=== Document excerpt ===

Education & the Workforce Committee - Tue, 04/14/2015 - 8:30am

WASHINGTON, D.C. – House Education and the Workforce Committee Chairman John Kline (R-MN) and Early Childhood, Elementary, and Secondary Education Subcommittee Chairman Todd Rokita (R-IN) have requested information about how the Department of Health and Human Services (HHS) responds to reports of neglect and abuse at Head Start centers.

In a letter to HHS Secretary Sylvia Matthews Burwell, Kline and Rokita expressed their “deep concern” for the health and safety of children enrolled in the Head Start program. They write:

This concern stems from apparent discrepancies in how the Department of Health and Human Services (HHS) decides when to suspend or terminate the contracts of Head Start and Early Head Start grantees and whether those decisions are made in the best interest of the children being served.

Despite recent reports of “significant health and safety problems” and “immediate danger” at the New York City Administration for Children’s Services (NYC ACS), including unsanitary facilities, physical and sexual abuse by a teacher, and exposure to poison and toxic substances, HHS has allowed NYC ACS to continue operating 196 Head Start centers rather than suspending or revoking their $130 million annual federal grant and appointing an interim grantee to prevent disruptions in services.

===

* Questions to answer
1. Rewrite the paragraph of the committee press release that begins "Despite recent reports" in shorter form, keeping its main facts.
2. According to the committee press release, who is the HHS Secretary that Kline and Rokita wrote to?
The entries have nothing to do with the committee press release.

=== Material shown ===

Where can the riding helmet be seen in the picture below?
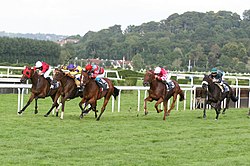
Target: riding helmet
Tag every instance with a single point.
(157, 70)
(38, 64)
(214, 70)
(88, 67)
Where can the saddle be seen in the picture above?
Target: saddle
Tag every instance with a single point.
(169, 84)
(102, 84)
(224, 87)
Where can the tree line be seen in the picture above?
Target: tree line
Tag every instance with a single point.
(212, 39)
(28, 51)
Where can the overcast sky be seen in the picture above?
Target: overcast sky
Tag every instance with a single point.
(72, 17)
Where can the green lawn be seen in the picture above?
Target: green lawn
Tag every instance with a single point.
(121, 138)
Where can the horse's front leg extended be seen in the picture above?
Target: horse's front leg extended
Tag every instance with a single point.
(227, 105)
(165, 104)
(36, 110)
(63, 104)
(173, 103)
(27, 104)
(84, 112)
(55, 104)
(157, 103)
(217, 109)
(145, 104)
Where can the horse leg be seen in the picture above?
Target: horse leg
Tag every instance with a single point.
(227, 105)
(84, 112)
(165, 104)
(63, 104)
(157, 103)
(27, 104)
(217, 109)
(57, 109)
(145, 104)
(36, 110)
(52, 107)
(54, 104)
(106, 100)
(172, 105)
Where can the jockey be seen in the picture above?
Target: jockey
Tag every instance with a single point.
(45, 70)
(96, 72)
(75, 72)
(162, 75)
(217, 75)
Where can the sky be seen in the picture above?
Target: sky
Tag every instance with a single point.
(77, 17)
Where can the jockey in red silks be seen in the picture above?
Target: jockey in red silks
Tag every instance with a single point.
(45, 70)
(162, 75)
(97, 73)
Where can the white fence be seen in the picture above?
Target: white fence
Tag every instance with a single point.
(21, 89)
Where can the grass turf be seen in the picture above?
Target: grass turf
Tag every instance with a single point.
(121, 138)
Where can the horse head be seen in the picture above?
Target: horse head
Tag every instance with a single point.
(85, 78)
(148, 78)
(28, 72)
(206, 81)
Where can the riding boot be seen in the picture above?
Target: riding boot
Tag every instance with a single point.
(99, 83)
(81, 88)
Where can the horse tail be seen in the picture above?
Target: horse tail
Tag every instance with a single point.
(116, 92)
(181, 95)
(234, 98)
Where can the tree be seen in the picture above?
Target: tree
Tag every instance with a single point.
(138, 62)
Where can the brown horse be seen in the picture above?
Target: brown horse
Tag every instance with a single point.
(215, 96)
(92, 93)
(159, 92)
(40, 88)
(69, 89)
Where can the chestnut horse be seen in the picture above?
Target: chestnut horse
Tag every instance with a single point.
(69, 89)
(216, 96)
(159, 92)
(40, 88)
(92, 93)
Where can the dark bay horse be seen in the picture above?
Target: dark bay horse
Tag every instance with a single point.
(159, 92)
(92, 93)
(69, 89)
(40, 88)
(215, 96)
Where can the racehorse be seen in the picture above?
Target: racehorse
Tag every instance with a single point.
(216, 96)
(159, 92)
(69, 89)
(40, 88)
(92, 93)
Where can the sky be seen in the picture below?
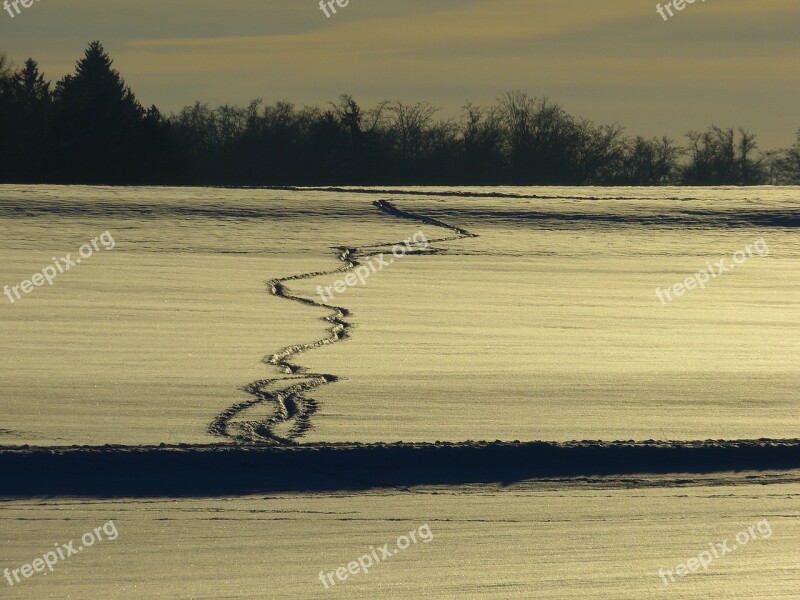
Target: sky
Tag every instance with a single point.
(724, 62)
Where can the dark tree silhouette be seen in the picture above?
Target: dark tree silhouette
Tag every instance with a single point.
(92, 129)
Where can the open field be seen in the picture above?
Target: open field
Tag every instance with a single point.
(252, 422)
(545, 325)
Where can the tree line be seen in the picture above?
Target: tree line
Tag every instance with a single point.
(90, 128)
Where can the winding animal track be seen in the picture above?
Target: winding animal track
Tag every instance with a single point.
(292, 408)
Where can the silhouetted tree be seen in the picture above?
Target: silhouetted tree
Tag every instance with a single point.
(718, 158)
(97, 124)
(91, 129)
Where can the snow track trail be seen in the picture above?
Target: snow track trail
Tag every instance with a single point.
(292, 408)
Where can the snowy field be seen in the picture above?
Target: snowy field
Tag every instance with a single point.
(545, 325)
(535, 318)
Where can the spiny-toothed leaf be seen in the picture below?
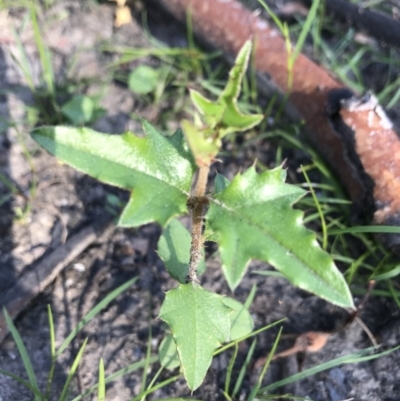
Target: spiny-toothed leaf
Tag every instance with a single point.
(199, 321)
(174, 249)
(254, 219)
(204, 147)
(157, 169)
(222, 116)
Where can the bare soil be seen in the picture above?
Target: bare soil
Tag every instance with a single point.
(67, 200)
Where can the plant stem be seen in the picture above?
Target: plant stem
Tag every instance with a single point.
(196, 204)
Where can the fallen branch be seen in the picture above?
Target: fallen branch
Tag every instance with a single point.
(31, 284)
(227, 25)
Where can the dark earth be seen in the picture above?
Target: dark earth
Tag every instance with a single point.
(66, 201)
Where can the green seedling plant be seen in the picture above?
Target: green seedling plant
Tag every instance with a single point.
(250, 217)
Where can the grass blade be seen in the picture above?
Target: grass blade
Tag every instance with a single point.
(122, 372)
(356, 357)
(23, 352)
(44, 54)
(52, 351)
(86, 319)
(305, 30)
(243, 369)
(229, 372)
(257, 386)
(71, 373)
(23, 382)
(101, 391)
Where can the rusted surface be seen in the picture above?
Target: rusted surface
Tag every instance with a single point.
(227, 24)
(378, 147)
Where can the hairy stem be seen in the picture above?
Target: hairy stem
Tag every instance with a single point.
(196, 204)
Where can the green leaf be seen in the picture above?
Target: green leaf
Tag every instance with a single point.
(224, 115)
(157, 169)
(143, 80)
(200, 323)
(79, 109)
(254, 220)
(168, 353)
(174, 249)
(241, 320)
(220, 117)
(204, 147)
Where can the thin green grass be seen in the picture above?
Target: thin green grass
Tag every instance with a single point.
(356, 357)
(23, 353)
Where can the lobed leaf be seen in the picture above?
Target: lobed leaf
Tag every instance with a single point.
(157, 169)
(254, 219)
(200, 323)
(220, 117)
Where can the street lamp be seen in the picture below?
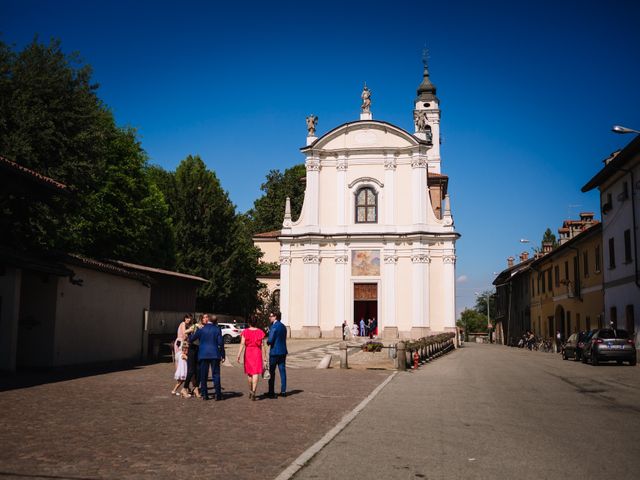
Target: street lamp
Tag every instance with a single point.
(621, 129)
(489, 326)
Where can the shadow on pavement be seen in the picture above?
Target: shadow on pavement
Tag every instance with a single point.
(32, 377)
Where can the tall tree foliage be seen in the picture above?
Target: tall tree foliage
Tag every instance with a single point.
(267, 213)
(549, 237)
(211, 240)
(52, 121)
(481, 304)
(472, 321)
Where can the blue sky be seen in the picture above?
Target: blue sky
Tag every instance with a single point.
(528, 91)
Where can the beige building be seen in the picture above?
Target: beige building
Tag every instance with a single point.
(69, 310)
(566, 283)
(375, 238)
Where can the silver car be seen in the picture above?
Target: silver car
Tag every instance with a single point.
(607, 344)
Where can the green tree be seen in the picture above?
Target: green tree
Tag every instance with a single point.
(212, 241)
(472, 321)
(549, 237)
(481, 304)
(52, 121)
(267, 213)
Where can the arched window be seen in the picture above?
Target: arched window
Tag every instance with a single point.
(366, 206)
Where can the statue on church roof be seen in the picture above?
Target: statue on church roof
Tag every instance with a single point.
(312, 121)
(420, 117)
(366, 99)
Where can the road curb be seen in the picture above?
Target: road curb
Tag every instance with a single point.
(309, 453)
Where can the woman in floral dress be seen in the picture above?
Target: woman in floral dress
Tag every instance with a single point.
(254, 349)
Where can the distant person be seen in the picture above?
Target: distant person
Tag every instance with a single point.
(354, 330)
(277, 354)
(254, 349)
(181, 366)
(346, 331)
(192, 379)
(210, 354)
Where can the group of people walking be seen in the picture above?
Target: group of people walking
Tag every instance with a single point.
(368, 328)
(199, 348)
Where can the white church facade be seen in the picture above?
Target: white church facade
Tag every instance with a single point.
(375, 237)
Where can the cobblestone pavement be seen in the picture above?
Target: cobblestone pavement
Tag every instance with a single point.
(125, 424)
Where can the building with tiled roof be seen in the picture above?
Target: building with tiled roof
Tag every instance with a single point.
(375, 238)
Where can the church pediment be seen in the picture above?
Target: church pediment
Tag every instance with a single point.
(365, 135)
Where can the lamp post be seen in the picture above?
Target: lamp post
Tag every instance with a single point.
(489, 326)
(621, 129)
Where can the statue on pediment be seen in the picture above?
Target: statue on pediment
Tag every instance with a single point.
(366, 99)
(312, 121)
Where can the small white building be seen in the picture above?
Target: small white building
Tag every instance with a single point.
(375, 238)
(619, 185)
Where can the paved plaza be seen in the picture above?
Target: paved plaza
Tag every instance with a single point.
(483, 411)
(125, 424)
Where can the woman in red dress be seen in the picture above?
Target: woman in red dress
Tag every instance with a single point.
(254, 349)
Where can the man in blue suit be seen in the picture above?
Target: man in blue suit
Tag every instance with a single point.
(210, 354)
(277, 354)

===

* Solutions for each task
1. Reports described "significant health and safety problems" and "immediate danger" at the New York City Administration for Children's Services (NYC ACS). These included unsanitary facilities, physical and sexual abuse by a teacher, and exposure to poison and toxic substances. HHS has still let NYC ACS keep running 196 Head Start centers. It has not suspended or revoked the $130 million annual federal grant or appointed an interim grantee.

2. Sylvia Matthews Burwell.